[[ Task inputs open ]]

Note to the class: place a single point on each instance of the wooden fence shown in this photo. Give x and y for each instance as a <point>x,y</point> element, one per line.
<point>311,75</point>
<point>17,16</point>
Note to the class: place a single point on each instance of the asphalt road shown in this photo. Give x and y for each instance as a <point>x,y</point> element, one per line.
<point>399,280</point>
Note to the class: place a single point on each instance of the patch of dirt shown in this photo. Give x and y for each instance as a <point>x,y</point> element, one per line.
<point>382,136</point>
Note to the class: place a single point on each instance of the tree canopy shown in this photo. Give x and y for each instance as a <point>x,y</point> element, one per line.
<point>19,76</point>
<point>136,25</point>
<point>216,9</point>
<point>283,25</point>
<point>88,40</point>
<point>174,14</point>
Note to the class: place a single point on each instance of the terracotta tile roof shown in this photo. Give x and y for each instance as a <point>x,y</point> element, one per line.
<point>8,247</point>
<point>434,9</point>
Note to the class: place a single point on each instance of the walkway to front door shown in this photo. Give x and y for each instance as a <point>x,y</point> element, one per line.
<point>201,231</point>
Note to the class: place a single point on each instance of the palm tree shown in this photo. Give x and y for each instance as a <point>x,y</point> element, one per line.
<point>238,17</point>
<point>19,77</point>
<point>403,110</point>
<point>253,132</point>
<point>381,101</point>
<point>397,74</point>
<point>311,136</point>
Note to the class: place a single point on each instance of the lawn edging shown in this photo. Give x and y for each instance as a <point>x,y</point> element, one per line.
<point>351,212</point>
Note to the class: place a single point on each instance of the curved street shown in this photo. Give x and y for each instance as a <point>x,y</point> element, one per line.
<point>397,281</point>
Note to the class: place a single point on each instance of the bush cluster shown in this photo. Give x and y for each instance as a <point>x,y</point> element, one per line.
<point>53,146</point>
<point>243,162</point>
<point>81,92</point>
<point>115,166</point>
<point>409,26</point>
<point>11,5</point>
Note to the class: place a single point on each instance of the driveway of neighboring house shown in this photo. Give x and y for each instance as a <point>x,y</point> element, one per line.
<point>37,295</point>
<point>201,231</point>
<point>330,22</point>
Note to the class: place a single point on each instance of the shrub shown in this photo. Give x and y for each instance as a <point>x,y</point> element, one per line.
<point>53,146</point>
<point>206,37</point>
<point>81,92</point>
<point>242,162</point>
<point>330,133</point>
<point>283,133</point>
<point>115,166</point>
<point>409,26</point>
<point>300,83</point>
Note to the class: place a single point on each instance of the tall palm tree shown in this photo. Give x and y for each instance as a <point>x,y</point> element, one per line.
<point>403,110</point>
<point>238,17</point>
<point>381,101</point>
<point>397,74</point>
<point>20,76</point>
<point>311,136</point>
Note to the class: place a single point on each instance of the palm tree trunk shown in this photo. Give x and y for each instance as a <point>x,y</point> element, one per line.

[[ Task inputs closed ]]

**Task instructions**
Reproduce the entries above in full, verbatim.

**Problem solution**
Note to the class: place a single point on each instance of the wooden fence shown in this photo. Give x and y for each instance as a <point>x,y</point> element, one per line.
<point>311,75</point>
<point>17,16</point>
Note to the class: place a single point on each instance of the asphalt road shown in this photo. Give x and y for each instance as a <point>x,y</point> element, one per line.
<point>399,280</point>
Note to the class: place a single point on each instance of the patch of dirt shown in this photo. Give x and y for each instance as a <point>x,y</point> element, one per line.
<point>382,136</point>
Note to the class: place a single point on each instance of the tree canopy shown in this photo. Give x and y for each instance as a <point>x,y</point> element, one per line.
<point>19,76</point>
<point>136,25</point>
<point>216,9</point>
<point>283,25</point>
<point>88,40</point>
<point>174,14</point>
Note to the class: place a single point on each instance of the terracotta tile roof shown in this photo. Give x and y for each instance as a <point>x,y</point> element, one per line.
<point>8,247</point>
<point>434,9</point>
Note to the class: place a single point on each instance of the walkway to front door shown in this photo. Give x and y for each instance as a <point>x,y</point> element, one per line.
<point>201,231</point>
Note to the class: place a single point on each instance of the palm tree shown in this photo. Give x and y for each instance as a <point>x,y</point> element, one per line.
<point>238,17</point>
<point>19,77</point>
<point>403,110</point>
<point>253,132</point>
<point>381,101</point>
<point>397,74</point>
<point>311,136</point>
Note to the class: place a single point on each instance of the lawn edging shown in this photo. Give x and y for each instance as a <point>x,y</point> element, one per line.
<point>351,212</point>
Note to the class: place a single point on each instance of the curved street shown in this photo. Give x and y for each instance as a <point>x,y</point> element, one per line.
<point>397,281</point>
Note to the class: place a single point on each instance of the bush cluster shown in this photo. Give x and y for each instance as a <point>x,y</point> element, one per line.
<point>53,146</point>
<point>243,162</point>
<point>81,92</point>
<point>115,166</point>
<point>409,26</point>
<point>11,5</point>
Note to the class: place a single point on each instance of the driveway of neighboring house shown in this photo. Give x and y for each instance as a <point>x,y</point> element, one per line.
<point>37,295</point>
<point>201,231</point>
<point>330,22</point>
Note to the class: place a single point on each instance of the shrub shown in this photo. Give x and y for each instance as a <point>x,y</point> element, one per line.
<point>53,146</point>
<point>206,37</point>
<point>81,92</point>
<point>242,162</point>
<point>330,133</point>
<point>283,133</point>
<point>115,166</point>
<point>409,26</point>
<point>300,83</point>
Note to the class: place a single point on each instance of the tall palm tree shown in this photo. Give x and y for each instance as a <point>x,y</point> element, one per line.
<point>403,110</point>
<point>238,17</point>
<point>381,101</point>
<point>397,74</point>
<point>20,76</point>
<point>311,136</point>
Note to the class: place a single point on each instance of the palm tree trunk shown in this photo. Give x and y for each instance as a <point>x,y</point> element, one per line.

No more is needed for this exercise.